**Input:**
** start **
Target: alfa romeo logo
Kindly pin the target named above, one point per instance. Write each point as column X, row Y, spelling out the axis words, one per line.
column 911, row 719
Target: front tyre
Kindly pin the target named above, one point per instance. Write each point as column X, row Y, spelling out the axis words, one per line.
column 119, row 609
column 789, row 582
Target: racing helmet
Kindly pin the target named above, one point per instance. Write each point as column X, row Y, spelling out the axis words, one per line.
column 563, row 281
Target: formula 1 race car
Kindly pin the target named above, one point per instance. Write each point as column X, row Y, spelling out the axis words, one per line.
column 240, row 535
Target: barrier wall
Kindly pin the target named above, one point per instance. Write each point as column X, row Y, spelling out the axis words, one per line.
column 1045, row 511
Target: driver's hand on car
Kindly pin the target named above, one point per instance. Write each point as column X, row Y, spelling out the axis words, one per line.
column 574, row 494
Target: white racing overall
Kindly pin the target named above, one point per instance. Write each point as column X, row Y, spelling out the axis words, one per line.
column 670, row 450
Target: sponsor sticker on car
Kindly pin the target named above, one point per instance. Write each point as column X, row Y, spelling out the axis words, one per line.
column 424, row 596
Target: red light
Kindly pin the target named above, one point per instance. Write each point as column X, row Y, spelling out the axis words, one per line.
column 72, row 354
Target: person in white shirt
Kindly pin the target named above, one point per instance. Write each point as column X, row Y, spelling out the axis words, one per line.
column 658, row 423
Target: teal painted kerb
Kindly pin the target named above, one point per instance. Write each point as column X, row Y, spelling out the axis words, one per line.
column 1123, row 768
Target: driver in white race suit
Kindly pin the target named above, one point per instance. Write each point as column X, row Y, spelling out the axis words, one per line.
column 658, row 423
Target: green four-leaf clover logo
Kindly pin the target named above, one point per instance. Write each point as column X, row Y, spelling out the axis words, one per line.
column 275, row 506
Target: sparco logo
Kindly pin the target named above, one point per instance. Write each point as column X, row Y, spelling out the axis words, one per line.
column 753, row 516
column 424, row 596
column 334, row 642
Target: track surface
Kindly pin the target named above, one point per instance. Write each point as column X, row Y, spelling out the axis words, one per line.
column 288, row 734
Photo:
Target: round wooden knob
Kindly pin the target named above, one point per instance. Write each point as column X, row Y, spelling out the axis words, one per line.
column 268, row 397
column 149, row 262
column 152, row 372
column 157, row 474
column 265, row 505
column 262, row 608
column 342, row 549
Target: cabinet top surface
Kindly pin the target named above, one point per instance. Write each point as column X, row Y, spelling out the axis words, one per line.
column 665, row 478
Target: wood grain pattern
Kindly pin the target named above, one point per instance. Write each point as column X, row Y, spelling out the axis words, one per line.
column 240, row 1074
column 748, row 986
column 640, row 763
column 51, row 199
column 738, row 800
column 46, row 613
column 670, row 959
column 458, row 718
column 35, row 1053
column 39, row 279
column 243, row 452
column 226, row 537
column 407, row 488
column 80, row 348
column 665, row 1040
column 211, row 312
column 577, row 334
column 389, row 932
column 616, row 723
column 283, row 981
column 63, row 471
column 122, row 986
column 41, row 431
** end **
**Work to be completed:** Transcribe the listing above without any changes, from the line containing "Target: barrier wall" through the line containing "column 288, row 734", including both of those lines.

**Finished answer:**
Target: barrier wall
Kindly pin the target named above, one point per instance. Write each point as column X, row Y, spelling out the axis words, one per line.
column 1045, row 511
Target: driver's hand on car
Kindly pin the target named above, one point per instance. Write each point as column X, row Y, spelling out the axis words, one per line.
column 574, row 494
Target: white racing overall
Kindly pin the target named above, one point per instance. Write each point as column X, row Y, spelling out the axis words, one per line.
column 670, row 450
Target: sponsor sticker on car
Kindly pin the target named above, one point per instance. Write each point as column X, row Y, spelling out the axis words, one per line.
column 424, row 596
Target: red light
Kindly pin the target named above, one point per instance. Write each point as column X, row Y, spelling out the axis words, one per line.
column 72, row 354
Target: person in white shirt
Kindly pin the target named above, one point per instance. Write each point as column X, row Y, spelling out the axis words, one per line.
column 658, row 423
Target: teal painted kerb
Kindly pin the target named above, one point per instance. Write each point as column X, row Y, spelling out the axis words, one per line.
column 1123, row 768
Target: driver in white race suit
Kindly pin the target named above, one point per instance. Write each point as column X, row Y, spelling out the axis words, one per line.
column 658, row 423
Target: green four-leaf clover logo
Kindly pin the target named above, one point per instance. Write each point as column X, row Y, spelling out the axis words, one per line.
column 275, row 506
Target: sparco logo
Kindly pin the target named above, one point per instance. Write each point as column X, row Y, spelling out the axis words, one per line.
column 753, row 516
column 424, row 596
column 334, row 642
Target: track surface
Kindly pin the target named above, one point per instance. Write each point as column X, row Y, spelling out the axis words, one per line.
column 288, row 734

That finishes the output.